# [Cosa devi fare]
Le affermazioni seguenti concordano con il brano sul silenzio? Per ciascuna rispondi sì o no e cita alla lettera le parole del brano che lo stabiliscono. (a) L'esausto è più affaticato dello stanco. (b) Byung-Chul Han è presentato come filosofo giapponese. (c) Il linguaggio transita nell'emisfero destro.

# [Brano fornito]
□ □ □ □ □ □ □
Chi non hai mai provato imbarazzo per il silenzio protratto in un tête-à-tête amoroso? 

E non avete mai la sensazione di essere esausti? Come in aspettando Godot di Beckett?

Chi non ha mai imprecato inconsciamente quando tutta la presunta abilità da seduttore svanisce in un istante? 

Certo, in quei fugaci intervalli di tempi, l’aforisma di Mia Wallace risuona nella nostra mente paralizzata: “Non odi tutto questo? I silenzi che mettono a disagio… Perché sentiamo la necessità di chiacchierare di puttanate per sentirci più a nostro agio? “ 

Tiriamo un sospiro di sollievo. Una chaise longue ospita le nostre membra spossate, mentre lo spirito di Woody Allen ci rammenta la soluzione al quesito proposto dalla stessa Mia:

È solo allora che sai di aver trovato qualcuno davvero speciale: quando puoi chiudere quella c. di bocca per un momento e condividere il silenzio in santa pace.

Il linguaggio è sicuramente un oggetto misterioso: transita nell’emisfero sinistro, si propaga nella laringe per poi esplodere nella cavità orale. Eppure, quando s’arresta nelle circonvoluzioni del cervello l’imbarazzo è così totalizzante da essere inspiegabile.

Ciò capita, ad esempio, quando la mano destra afferra il cambio automatico della vostra auto. La ragazza che vorreste sedurre è al vostro fianco. Le parole si strozzano in gola e il silenzio governa la scena. Vi assicuro che non c’è citazione che tenga: il disagio esistenziale è palpabile.

In realtà, il silenzio è aberrante perché ci rende esausti, completamente privi della possibilità di pensare a una via d’uscita. L’esausto è molto più affaticato dello stanco: non dispone più di nessuna possibilità soggettiva e non può mettere in atto la minima possibilità oggettiva. È inerme proprio perché l’assenza del linguaggio rappresenta l’ultimo residuo delle sue energie vitali.

L’esausto, infatti, è un individuo che ha uno specifico rapporto con il dolore. Byung-Chul Han, filosofo coreano e celebre sociologo, suggerisce che il cuore pulsante della società post-moderna è attraversato proprio dalla paura del dolore.

Una paura ombelicale, legata all’impossibilità di esprimersi, all’incapacità di esaminare le particelle elementari della lingua. Ed è per questo che se il dolore è equivale al silenzio, allora il silenzio è parte integrante dell’essere esausto.
□ □ □ □ □ □ □
# [Dati estratti]
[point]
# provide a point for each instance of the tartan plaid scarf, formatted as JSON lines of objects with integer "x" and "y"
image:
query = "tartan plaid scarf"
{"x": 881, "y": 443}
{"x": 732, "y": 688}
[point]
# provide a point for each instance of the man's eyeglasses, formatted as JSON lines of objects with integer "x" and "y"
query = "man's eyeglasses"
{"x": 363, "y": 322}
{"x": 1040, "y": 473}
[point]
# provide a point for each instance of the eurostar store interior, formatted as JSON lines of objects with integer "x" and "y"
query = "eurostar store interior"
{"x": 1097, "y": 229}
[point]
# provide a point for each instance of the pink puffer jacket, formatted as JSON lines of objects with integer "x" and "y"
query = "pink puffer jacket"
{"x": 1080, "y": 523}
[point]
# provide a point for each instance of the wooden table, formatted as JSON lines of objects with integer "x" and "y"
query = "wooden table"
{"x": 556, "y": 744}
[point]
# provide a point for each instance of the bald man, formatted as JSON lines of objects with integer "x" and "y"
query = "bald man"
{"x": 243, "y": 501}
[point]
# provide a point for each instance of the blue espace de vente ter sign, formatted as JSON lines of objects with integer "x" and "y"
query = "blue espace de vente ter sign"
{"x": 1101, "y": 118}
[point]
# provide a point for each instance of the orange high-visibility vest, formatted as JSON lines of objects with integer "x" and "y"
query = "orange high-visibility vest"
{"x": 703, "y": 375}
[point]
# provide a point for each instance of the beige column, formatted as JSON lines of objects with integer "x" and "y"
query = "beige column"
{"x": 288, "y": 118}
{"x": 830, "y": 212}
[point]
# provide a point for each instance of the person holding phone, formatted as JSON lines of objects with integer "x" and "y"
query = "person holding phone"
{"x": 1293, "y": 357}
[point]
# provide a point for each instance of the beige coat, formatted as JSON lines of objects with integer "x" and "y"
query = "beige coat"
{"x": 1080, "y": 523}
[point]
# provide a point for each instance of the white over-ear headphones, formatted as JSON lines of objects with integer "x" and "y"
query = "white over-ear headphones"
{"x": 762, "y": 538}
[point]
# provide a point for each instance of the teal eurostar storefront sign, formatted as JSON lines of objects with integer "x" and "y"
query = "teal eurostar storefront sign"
□ □ □ □ □ □ □
# [Risposta completa]
(a) Sì: «L’esausto è molto più affaticato dello stanco».
(b) No: «Byung-Chul Han, filosofo coreano e celebre sociologo».
(c) No: «transita nell’emisfero sinistro».